*Task description*. In the entries below, find the line with "Find the innermost point of each instance of the media" and the line with "Find the innermost point of each instance of the window in"; give again those lines and every line between them, exactly.

*** Material to process Section Begins ***

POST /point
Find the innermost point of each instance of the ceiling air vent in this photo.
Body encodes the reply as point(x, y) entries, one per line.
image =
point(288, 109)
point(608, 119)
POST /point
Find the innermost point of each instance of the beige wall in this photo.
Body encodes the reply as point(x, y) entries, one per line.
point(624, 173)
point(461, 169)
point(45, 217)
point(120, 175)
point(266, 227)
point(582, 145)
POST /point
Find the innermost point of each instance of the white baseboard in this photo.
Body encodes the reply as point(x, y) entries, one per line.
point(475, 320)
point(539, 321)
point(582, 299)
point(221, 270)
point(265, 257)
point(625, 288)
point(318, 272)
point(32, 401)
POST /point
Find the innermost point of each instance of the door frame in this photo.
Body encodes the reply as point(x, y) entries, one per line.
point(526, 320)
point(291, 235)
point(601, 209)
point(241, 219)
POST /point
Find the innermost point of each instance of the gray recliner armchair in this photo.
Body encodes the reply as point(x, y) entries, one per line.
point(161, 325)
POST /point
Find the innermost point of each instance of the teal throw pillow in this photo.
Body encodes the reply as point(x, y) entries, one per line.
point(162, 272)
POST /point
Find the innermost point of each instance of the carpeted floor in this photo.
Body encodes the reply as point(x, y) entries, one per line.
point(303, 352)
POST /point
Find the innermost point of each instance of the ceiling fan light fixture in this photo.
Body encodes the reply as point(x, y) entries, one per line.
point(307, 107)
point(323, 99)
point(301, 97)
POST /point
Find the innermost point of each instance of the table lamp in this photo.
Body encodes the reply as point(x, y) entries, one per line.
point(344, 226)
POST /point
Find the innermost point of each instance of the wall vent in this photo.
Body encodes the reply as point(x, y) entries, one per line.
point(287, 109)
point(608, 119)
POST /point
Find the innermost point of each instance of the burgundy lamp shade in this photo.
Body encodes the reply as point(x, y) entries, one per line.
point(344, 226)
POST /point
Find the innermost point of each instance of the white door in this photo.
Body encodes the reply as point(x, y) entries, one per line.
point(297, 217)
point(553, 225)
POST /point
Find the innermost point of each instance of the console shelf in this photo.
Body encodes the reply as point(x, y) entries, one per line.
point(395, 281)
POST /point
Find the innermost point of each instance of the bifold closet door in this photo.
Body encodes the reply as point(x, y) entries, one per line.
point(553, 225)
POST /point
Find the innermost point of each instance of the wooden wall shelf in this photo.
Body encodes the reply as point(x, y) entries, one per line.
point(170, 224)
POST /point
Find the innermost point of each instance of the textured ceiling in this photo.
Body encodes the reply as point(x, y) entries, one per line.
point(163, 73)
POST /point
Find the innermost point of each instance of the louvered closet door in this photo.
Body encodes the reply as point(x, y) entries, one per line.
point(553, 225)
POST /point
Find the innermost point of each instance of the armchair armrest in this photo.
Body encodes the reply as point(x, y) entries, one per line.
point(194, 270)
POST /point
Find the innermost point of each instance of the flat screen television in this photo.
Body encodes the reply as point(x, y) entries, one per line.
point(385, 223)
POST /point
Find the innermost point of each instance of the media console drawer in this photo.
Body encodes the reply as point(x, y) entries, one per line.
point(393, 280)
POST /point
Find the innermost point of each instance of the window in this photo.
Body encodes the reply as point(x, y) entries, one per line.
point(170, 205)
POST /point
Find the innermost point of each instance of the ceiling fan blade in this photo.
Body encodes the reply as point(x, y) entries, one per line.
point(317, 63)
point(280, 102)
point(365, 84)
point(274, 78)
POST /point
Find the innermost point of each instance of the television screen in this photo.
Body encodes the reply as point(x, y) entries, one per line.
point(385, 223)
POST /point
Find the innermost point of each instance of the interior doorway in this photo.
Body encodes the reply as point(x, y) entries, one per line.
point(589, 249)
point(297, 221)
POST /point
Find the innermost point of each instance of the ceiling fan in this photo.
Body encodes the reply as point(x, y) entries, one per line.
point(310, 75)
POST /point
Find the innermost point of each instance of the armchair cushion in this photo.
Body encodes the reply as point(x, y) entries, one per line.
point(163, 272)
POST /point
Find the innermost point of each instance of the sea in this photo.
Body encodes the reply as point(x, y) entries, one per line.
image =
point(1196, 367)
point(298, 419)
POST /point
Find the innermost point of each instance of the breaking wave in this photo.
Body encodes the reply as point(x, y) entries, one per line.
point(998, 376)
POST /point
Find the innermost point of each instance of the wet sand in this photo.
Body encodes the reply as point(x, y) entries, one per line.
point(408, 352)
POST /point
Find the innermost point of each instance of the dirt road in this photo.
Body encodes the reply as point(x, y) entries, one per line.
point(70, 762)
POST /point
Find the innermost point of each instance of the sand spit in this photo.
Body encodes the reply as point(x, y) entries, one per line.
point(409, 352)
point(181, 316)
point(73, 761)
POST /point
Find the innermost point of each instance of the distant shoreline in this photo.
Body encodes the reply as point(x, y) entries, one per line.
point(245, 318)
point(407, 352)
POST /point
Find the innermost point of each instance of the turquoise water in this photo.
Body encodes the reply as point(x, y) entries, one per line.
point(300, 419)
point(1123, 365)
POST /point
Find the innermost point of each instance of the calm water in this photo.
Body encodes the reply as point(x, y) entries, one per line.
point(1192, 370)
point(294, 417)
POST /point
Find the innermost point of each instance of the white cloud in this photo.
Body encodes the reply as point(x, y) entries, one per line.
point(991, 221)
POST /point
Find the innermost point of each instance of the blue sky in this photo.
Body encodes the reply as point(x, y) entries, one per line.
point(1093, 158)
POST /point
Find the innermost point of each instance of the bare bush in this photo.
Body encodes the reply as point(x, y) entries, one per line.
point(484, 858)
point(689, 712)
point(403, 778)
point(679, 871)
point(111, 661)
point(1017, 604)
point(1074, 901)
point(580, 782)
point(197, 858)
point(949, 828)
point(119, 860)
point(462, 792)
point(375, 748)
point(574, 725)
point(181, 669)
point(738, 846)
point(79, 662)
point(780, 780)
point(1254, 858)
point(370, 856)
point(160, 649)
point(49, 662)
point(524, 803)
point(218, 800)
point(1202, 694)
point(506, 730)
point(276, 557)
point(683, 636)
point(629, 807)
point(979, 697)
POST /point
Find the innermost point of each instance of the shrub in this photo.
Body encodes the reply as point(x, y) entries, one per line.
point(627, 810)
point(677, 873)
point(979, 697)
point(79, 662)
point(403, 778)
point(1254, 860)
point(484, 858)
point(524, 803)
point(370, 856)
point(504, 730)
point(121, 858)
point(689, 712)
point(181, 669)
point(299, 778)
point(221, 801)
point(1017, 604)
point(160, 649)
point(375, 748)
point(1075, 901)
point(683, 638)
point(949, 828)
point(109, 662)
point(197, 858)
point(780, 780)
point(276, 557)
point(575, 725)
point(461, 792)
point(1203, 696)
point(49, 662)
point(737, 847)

*** Material to process Section Ends ***
*** Material to process Section Begins ***

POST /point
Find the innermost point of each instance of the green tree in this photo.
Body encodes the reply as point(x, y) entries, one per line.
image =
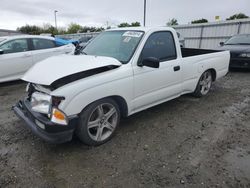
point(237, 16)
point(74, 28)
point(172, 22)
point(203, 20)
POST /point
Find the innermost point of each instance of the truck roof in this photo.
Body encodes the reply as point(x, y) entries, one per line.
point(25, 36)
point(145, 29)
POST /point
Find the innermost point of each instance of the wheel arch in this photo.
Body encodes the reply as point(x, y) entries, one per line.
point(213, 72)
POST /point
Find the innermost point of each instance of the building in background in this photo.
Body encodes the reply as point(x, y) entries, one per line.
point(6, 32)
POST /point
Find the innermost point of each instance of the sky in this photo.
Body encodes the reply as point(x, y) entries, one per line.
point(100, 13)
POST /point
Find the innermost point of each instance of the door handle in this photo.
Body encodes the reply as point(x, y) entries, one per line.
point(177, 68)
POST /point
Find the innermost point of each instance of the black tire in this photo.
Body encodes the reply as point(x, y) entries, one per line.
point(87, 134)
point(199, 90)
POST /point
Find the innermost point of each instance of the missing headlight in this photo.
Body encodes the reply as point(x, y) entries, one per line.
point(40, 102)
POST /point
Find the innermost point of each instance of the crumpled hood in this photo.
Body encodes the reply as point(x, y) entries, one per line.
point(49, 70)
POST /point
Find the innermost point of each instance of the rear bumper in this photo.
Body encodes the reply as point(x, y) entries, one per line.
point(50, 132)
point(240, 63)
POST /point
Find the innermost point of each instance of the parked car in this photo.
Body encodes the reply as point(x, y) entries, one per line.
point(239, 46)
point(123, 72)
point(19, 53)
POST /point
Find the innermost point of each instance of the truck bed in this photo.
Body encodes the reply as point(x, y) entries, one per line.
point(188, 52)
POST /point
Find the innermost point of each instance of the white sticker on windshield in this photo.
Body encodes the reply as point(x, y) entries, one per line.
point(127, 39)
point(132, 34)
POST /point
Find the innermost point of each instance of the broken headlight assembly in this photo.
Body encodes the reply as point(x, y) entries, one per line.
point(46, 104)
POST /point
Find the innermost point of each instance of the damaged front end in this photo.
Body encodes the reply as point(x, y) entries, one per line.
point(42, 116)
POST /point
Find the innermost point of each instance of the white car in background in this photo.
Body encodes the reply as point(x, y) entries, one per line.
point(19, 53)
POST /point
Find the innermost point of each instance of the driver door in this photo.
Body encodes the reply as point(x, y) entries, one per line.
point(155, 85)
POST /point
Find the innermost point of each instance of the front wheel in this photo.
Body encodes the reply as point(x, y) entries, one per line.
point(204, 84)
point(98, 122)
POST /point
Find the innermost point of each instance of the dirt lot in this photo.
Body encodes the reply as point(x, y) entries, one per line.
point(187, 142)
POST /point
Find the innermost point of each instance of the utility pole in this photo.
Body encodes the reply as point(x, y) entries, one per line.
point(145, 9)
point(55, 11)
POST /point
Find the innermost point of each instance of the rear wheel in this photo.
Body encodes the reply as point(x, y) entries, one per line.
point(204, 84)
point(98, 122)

*** Material to process Section Ends ***
*** Material to process Section Begins ***

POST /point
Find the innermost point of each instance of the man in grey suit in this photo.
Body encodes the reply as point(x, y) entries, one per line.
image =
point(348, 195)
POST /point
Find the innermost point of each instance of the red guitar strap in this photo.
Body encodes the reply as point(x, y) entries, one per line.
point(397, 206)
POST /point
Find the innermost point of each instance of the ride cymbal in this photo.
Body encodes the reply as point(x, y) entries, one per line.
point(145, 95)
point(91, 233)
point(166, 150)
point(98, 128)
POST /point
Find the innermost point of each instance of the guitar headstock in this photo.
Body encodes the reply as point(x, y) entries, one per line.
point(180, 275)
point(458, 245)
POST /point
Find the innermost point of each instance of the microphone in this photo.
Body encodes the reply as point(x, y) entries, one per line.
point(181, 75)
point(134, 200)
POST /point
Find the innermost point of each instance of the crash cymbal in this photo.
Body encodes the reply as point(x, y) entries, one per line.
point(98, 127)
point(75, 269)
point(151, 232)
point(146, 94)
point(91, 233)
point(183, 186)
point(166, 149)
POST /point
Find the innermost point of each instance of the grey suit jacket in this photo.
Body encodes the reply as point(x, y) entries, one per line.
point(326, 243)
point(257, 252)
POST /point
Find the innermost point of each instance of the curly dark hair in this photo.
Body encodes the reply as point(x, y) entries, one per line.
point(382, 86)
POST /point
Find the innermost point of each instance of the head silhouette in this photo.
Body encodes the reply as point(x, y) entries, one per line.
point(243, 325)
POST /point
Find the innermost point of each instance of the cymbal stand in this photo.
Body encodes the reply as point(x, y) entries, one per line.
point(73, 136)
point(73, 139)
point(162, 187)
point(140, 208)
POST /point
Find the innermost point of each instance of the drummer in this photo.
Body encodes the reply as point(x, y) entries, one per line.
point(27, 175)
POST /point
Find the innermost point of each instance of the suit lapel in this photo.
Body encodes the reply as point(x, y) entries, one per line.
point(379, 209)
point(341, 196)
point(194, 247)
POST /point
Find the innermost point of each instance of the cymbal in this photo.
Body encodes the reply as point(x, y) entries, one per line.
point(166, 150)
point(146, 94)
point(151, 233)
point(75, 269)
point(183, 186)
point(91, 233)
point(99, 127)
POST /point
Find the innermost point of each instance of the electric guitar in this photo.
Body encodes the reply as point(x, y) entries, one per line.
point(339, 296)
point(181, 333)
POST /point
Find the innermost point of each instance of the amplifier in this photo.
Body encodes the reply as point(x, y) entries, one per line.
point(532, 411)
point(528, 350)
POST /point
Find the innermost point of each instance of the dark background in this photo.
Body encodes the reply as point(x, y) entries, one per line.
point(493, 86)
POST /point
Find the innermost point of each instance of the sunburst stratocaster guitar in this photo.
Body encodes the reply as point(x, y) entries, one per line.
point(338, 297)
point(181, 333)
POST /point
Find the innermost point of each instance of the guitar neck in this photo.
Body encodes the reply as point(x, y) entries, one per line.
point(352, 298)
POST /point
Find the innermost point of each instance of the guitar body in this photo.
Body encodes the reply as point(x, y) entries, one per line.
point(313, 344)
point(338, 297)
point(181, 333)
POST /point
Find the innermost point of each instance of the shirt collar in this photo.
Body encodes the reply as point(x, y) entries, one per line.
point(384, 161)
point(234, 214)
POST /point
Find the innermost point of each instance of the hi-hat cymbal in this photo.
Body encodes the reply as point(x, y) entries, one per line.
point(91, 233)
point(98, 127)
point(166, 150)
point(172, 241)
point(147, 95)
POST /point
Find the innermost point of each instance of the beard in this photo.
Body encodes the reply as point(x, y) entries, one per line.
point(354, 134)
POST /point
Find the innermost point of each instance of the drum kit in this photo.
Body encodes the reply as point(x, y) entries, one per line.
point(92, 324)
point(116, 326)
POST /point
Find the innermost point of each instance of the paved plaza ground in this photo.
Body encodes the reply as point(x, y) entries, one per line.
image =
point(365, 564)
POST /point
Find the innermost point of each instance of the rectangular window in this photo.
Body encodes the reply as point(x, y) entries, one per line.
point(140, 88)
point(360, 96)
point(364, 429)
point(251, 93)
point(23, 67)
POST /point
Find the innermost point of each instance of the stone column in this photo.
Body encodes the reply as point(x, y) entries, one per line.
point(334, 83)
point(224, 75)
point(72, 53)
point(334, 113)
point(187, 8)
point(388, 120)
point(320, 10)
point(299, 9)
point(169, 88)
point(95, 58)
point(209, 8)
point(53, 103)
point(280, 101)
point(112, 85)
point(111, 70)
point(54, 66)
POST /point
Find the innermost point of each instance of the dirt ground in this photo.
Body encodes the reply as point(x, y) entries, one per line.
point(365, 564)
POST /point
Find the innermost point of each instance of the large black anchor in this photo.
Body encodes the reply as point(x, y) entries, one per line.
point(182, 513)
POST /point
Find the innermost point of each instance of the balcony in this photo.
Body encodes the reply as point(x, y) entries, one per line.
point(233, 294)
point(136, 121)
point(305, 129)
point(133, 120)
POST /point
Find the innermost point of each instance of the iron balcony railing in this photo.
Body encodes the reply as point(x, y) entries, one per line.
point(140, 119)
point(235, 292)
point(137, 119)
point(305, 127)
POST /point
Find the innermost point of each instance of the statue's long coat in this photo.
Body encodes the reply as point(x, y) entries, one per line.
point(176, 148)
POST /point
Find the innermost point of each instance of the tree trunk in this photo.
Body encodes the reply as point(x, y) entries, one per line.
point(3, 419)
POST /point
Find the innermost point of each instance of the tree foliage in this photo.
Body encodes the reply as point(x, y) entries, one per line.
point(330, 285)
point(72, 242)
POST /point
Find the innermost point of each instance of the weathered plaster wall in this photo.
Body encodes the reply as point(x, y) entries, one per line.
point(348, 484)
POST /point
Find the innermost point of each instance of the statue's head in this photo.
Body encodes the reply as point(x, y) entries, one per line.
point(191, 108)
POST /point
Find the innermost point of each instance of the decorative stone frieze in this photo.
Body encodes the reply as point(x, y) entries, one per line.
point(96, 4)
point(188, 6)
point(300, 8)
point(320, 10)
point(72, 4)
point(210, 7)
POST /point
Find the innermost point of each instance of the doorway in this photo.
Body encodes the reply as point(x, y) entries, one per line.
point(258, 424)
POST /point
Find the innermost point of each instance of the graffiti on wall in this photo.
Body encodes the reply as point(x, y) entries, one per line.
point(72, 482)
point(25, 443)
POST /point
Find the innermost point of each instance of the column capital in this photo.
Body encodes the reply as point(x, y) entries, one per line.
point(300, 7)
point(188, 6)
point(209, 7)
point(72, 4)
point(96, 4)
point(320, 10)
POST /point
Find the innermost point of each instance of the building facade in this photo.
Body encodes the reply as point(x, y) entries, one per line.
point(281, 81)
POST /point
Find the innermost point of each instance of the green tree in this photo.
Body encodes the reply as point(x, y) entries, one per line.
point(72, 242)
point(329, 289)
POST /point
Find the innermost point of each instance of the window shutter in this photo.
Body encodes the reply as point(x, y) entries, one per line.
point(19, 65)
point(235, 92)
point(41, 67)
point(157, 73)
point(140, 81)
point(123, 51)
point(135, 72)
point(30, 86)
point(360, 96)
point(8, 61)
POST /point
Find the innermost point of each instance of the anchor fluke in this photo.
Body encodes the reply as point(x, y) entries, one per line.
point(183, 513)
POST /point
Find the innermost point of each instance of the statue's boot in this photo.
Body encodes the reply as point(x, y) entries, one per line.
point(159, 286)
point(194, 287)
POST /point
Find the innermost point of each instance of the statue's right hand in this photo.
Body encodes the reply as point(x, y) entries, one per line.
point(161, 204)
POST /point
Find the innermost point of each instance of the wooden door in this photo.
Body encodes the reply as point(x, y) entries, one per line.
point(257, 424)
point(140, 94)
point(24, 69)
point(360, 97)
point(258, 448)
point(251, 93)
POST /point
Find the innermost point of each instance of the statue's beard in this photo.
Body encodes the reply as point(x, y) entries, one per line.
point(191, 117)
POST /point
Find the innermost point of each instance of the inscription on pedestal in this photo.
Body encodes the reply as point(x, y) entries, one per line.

*** Material to process Section Ends ***

*Written answer*.
Find the innermost point of each instance of the media console drawer in this photo.
Body encodes the reply as point(x, y) entries, one per line.
point(393, 280)
POST /point
Find the innermost point of each instance of the window in this photo.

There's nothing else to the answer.